Problem description -> Exactly the lines from the line containing "Pin the concrete" through the final line of the entries below must be returned, and only those, without pictures.

Input ->
_ _ _ _ _
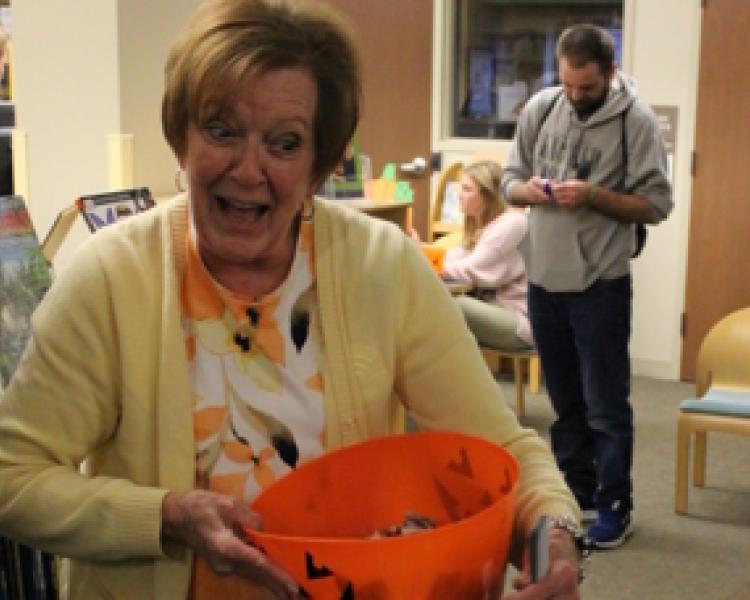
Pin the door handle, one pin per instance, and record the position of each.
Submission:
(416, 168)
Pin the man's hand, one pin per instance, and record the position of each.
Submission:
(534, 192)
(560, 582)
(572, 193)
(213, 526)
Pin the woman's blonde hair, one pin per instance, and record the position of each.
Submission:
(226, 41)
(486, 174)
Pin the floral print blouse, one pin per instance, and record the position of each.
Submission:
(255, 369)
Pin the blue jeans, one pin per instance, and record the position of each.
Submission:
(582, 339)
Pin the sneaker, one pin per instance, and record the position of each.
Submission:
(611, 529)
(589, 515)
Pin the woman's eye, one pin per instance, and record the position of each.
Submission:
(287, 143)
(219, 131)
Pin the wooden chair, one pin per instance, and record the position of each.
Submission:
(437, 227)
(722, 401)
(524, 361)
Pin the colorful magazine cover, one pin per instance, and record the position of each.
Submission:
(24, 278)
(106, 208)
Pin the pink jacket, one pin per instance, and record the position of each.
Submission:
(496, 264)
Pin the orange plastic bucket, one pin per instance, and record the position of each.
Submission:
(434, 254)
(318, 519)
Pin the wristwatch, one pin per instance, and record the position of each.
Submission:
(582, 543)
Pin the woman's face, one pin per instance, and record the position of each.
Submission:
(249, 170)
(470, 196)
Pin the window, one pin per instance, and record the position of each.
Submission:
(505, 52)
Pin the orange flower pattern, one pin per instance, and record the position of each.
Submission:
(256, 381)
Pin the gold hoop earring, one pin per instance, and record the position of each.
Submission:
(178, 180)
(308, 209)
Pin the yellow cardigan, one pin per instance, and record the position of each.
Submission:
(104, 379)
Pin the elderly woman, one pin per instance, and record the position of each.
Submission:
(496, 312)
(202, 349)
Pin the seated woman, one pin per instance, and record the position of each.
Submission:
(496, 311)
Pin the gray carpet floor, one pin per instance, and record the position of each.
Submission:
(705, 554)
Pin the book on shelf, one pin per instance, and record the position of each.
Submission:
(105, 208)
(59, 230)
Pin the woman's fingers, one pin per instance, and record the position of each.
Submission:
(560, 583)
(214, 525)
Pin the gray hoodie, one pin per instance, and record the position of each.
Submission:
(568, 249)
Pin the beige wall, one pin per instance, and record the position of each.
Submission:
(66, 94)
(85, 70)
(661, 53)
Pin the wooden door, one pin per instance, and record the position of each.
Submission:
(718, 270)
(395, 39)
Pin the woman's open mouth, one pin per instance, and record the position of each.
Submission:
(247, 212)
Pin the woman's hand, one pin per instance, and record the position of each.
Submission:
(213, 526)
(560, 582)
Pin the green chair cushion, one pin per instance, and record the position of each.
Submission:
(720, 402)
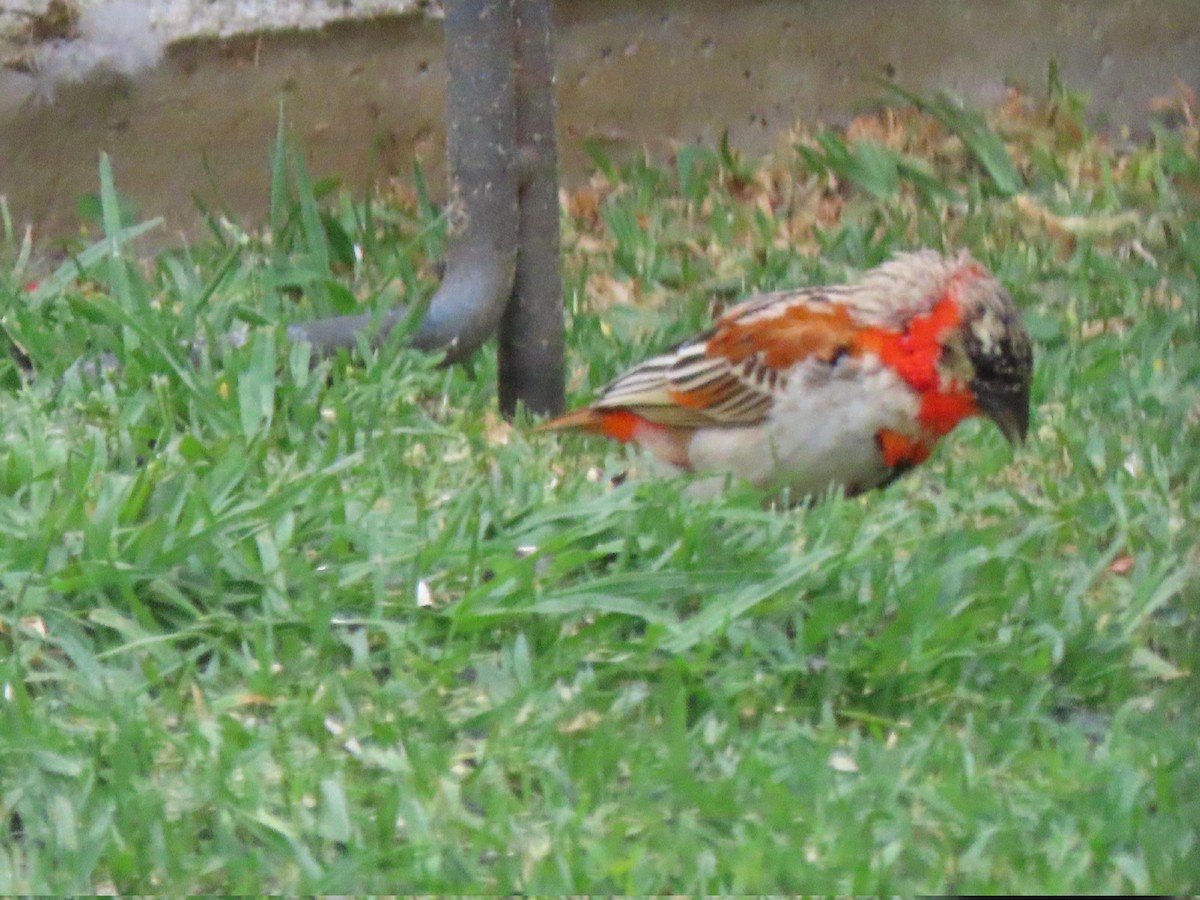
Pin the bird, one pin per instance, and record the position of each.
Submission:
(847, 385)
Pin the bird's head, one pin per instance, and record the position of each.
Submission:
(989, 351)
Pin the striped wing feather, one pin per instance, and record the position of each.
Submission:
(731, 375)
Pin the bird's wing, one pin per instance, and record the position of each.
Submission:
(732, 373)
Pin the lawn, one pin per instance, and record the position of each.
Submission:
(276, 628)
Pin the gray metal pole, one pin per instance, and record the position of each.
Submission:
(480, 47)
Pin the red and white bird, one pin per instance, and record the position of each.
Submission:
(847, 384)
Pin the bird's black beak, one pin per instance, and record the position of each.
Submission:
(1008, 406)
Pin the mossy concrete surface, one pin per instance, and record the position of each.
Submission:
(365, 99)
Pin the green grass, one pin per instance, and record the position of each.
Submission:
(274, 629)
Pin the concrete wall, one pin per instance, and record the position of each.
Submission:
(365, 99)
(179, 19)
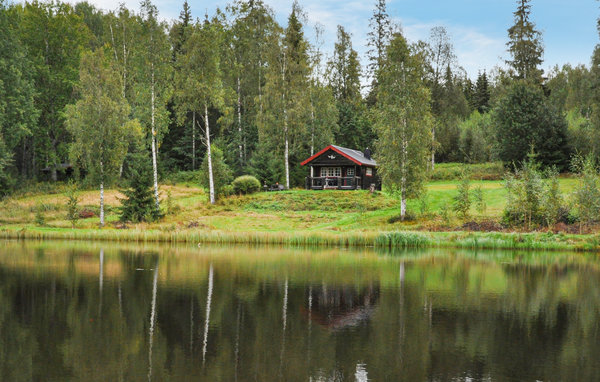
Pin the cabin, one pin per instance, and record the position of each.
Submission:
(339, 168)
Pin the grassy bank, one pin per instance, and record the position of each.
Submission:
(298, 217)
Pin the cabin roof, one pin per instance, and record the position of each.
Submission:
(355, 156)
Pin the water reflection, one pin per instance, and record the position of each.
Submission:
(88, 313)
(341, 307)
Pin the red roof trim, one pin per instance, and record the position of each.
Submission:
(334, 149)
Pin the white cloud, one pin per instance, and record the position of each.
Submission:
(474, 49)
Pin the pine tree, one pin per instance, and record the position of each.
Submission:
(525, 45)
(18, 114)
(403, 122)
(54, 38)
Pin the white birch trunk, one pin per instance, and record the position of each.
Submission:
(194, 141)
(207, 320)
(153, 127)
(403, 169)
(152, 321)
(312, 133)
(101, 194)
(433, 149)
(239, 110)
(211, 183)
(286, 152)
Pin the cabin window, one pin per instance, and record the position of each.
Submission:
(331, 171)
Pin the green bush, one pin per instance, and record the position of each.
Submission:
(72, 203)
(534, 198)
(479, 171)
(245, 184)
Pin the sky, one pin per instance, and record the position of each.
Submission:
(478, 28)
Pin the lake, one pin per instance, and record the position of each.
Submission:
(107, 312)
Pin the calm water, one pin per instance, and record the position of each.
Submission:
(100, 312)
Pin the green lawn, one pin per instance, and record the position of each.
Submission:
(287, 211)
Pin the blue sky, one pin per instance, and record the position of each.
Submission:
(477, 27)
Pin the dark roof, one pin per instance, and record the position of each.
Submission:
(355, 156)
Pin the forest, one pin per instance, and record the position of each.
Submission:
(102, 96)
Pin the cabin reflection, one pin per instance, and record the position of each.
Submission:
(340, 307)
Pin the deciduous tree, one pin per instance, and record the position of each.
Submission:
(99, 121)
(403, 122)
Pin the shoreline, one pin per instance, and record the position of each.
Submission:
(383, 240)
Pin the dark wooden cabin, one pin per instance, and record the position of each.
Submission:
_ _ _ _ _
Solution for this task ->
Pin the concrete wall, one pin per instance, and record the position of each.
Submission:
(365, 99)
(179, 19)
Pin the cabin, one pin per instance, and record the position of each.
Submission:
(339, 168)
Pin the grassy bank, one pin per instance, and record the position of each.
Submission:
(298, 217)
Pin the cabin roof, one pin per instance, and record the position of each.
Submission:
(355, 156)
Pin the water reflection, one pin per instance, and record the position of each.
Submission:
(88, 313)
(341, 307)
Pin the red roof trim, one pin per instance, and record the position of each.
Submission:
(334, 149)
Pin the white cloud, one pin per instance, and record the position of each.
Submission:
(474, 49)
Pin the pine tree, one pin per instance, and record the position of each.
Submission:
(525, 45)
(18, 114)
(403, 122)
(54, 38)
Pin the white birch trunk, one pin per instance, and record the position of each.
Submission:
(194, 141)
(207, 320)
(153, 127)
(403, 169)
(152, 321)
(312, 133)
(101, 194)
(433, 149)
(239, 110)
(211, 183)
(286, 152)
Pin the cabin window, one pin per instance, and record the position of each.
Submission:
(331, 171)
Pin the green bush, one pin per instance, and record the position of each.
Submission:
(72, 203)
(534, 198)
(479, 171)
(245, 184)
Pin the sky, one pin per instance, and record the position of each.
Submission:
(478, 28)
Pin the lake, one pin per instance, and record the position of each.
Submission:
(107, 312)
Pin the calm water, one pin per instance, and record the position of each.
Submission:
(100, 312)
Pin the green lawn, one pin per instance, and record the position of each.
Submission:
(287, 211)
Pin the blue sky, one pin per instance, and record the position of each.
Submission:
(477, 27)
Pin the dark roof, one pin per instance, and record the position of each.
Submission:
(355, 156)
Pin the forest, one pin per instance, and record the position of each.
Submission:
(102, 96)
Pin the cabin reflection, one pin per instance, and record the position of each.
Submission:
(340, 307)
Pin the deciduous tree, one pin per instance, and record the position of each.
Submission:
(99, 121)
(403, 122)
Pin the shoreline, one pin per instance, and record the position of each.
Submission:
(383, 240)
Pin the dark wooden cabin, one pin per instance, and record the position of each.
Submission:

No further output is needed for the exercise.